Texto de referencia:
- - - - -

Sanar, incluir, perdonar, compartir: los cuatro verbos de la espiritualidad cristiana. Capítulo 1

Un homenaje a Bárbara Andrade

Recuerdo en estas letras las clases de Cristología y Trinidad con la Dra. Bárbara Andrade en la Universidad Iberoamericana. Desde el seguimiento cercano de las acciones de Jesús en el Evangelio, Bárbara nos invitaba a reconocer que en él, conforme actuaba, la comunidad de discípulos iba comprendiendo el modo en que Dios habitaba en el mundo, el modo propio de actuación de su Espíritu y, por tanto, también el modo en que estábamos invitados a reinventarnos para poder crear una vida semejante a la suya en nuestras propias circunstancias. A partir de esa contemplación, que era al mismo tiempo lectura atenta, escucha y oración, fuimos decantando entre todas las acciones que el Evangelio recuerda del maestro estos cuatro verbos que parecían reflejar bien todas las facetas de la actividad jesuánica: sanar, incluir, perdonar y compartir. «Esto es lo que Jesús siempre hizo», decía Bárbara, con el gesto de quien ha descubierto algo sensacional, aunque ya dicho parece obvio, «y eso es lo que nosotros también tenemos que encontrar el modo de hacer».

Acercarse a la espiritualidad por los verbos es siempre interesante. No se trata de una especie de doctrina o exposición que haya que hacer entrar en las limitadas geografías de nuestro pensamiento, siempre condicionado por nuestros marcos y patrones culturales e históricos. No se presta tampoco, por tanto, al disenso de facciones, que muchas veces caracteriza el panorama de la teología, que supone querer alcanzar posiciones objetivas, pero va sumergiéndose poco a poco en discusiones que generan posiciones y distancias entre las personas (¡terrible contradicción con una doctrina de la comunión y el amor!), que se tornan cada vez más irreconciliables. Entrar por la doctrina y la exposición muchas veces nos condena a no poder escapar a esas posiciones. En cambio, los verbos no son propiamente exposiciones sino acciones, o, en el caso de un escrito en que son enunciados, o en que son expuestos, invitaciones a probar la acción. Se trata de palabras que se proponen para la opción, el seguimiento o el rechazo de la acción propuesta, de modo que no se trate tanto de comprender a quien en principio actuó en el sentido del verbo, sino de encontrarnos en comunión o en rechazo de su propia acción. Es la verdad profunda de la espiritualidad: no la doctrina sino el seguimiento, pero el verbo funciona ahí como una plataforma que da al seguimiento indicaciones de por dónde habrá de construirse como verdadero seguimiento y no como una irresponsable innovación (irresponsable, porque no respondería a aquellas acciones precedentes, y no por una connotación en el terreno de la moralidad).

- - - - -

Requisitos de la tarea:
Indique qué verbos, según el texto sobre la espiritualidad cristiana, reflejan todas las facetas de la actividad jesuánica.

Ítems proporcionados:
- - - - -

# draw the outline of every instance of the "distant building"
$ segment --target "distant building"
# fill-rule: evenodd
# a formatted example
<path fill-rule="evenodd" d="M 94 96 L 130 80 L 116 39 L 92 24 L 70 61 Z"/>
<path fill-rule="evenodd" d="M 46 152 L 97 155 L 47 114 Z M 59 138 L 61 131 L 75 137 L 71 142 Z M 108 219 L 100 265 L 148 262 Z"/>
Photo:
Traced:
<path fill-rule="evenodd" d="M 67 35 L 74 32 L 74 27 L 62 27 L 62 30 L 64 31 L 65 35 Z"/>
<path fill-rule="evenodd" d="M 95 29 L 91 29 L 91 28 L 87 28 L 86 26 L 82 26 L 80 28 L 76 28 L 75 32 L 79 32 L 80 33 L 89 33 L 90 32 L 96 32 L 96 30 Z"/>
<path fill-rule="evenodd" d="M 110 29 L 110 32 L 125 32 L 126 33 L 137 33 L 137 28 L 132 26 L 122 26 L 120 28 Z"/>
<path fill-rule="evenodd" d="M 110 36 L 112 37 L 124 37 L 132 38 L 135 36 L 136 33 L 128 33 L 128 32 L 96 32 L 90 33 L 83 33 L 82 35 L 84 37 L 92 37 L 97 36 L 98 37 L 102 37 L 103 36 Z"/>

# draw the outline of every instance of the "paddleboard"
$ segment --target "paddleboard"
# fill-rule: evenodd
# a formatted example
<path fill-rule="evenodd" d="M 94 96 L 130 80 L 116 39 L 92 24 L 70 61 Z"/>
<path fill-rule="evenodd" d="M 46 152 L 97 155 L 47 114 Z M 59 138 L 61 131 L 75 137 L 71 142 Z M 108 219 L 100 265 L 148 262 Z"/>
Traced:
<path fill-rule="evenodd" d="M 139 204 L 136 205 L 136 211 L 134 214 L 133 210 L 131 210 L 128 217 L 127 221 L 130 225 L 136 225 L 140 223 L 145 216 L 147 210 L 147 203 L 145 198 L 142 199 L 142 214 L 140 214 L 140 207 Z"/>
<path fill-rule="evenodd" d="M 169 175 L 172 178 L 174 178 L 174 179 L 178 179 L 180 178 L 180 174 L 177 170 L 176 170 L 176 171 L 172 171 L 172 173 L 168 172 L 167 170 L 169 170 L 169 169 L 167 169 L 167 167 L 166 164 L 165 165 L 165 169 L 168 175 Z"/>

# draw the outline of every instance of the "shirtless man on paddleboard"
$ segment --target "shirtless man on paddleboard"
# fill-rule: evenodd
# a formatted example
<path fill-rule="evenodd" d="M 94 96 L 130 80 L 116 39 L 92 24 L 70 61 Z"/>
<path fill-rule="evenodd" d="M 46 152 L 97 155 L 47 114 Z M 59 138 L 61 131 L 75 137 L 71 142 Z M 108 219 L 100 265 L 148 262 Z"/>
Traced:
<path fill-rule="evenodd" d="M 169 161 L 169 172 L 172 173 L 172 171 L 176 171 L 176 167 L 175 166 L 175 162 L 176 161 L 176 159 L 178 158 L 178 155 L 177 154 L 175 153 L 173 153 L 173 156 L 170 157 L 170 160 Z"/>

- - - - -

Respuesta esperada:
Sanar, incluir, perdonar y compartir.